What you need to do — Locate each line of the data below that contains the word "grain", and copy those lines.
┌──
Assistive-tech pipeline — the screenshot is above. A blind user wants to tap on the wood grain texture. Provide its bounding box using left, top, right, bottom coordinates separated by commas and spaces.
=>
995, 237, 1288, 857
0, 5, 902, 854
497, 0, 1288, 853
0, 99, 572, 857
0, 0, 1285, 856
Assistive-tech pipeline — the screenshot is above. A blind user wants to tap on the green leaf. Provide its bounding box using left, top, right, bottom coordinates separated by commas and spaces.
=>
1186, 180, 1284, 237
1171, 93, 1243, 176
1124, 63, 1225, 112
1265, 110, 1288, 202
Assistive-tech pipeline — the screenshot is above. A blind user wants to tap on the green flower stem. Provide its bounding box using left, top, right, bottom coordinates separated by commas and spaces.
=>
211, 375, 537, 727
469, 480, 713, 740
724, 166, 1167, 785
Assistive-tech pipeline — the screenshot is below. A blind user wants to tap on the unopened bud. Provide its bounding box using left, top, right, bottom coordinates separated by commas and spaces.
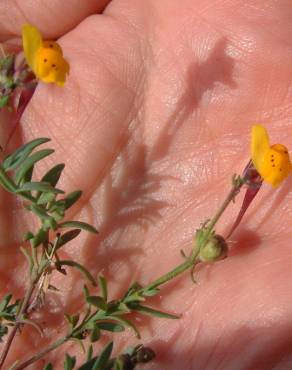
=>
199, 234, 228, 262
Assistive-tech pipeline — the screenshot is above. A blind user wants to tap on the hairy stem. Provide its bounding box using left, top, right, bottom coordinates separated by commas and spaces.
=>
0, 278, 37, 369
13, 334, 71, 370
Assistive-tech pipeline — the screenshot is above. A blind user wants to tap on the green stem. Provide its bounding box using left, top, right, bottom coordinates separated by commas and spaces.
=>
141, 254, 197, 293
141, 178, 244, 293
0, 278, 37, 369
207, 180, 244, 238
13, 334, 71, 370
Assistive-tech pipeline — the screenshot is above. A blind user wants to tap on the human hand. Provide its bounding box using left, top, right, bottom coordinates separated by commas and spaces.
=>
0, 0, 292, 370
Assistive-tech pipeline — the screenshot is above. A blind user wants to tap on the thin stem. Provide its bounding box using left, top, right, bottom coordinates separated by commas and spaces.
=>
13, 334, 71, 370
207, 180, 244, 237
0, 278, 37, 369
141, 181, 244, 292
141, 258, 194, 292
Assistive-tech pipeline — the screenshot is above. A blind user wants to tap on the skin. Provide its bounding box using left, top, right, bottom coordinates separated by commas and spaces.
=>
0, 0, 292, 370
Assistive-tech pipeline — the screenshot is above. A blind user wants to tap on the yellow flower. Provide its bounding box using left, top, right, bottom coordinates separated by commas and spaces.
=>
22, 24, 69, 86
251, 125, 292, 187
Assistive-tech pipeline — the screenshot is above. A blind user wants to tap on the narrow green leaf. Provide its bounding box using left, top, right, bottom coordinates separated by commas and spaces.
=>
78, 356, 98, 370
123, 292, 145, 304
130, 304, 180, 319
113, 358, 125, 370
90, 325, 100, 343
83, 284, 89, 299
0, 165, 17, 193
41, 163, 65, 187
44, 362, 54, 370
97, 322, 125, 333
142, 288, 160, 297
56, 229, 81, 250
86, 296, 107, 311
2, 138, 50, 171
23, 231, 34, 241
14, 149, 54, 184
64, 314, 80, 329
64, 353, 76, 370
107, 316, 141, 339
86, 344, 93, 361
63, 190, 82, 209
56, 260, 97, 286
0, 95, 9, 109
18, 319, 43, 336
0, 293, 12, 312
30, 228, 48, 248
16, 181, 64, 194
58, 221, 98, 234
92, 342, 113, 370
36, 192, 56, 205
19, 247, 33, 274
98, 275, 107, 302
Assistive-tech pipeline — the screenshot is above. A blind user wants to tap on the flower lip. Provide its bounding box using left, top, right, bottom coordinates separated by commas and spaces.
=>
22, 24, 69, 86
251, 125, 292, 187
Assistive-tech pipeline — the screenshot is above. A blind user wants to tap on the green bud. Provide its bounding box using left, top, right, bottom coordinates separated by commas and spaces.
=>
199, 234, 228, 262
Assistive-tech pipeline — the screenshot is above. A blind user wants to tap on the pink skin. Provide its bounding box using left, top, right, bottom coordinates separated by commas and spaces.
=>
0, 0, 292, 370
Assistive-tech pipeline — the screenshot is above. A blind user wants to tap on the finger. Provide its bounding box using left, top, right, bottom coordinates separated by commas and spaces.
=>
0, 0, 110, 41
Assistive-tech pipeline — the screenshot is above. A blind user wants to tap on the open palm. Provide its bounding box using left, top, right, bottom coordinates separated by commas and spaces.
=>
0, 0, 292, 370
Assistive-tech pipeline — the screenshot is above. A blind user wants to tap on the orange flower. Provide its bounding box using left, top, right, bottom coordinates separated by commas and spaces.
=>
251, 125, 292, 187
22, 24, 69, 86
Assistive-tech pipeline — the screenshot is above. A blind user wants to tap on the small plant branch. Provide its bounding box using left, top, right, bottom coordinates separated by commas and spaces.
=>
13, 334, 71, 370
0, 276, 39, 369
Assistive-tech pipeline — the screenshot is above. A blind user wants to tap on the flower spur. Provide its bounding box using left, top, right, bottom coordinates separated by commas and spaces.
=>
22, 24, 69, 86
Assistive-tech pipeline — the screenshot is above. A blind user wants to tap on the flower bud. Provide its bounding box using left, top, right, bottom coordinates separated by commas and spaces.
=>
199, 234, 228, 263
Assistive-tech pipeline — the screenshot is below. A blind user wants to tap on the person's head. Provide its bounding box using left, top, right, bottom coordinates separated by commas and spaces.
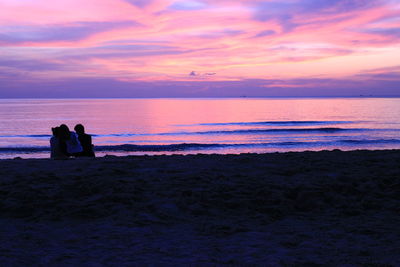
└──
The completed task —
Assistive-tech pipeline — the screenshot is above. A blind user wants to tap on the wood grain texture. Provide its bounding box using left, top, right, bottom coordinates separated by commas and spaces.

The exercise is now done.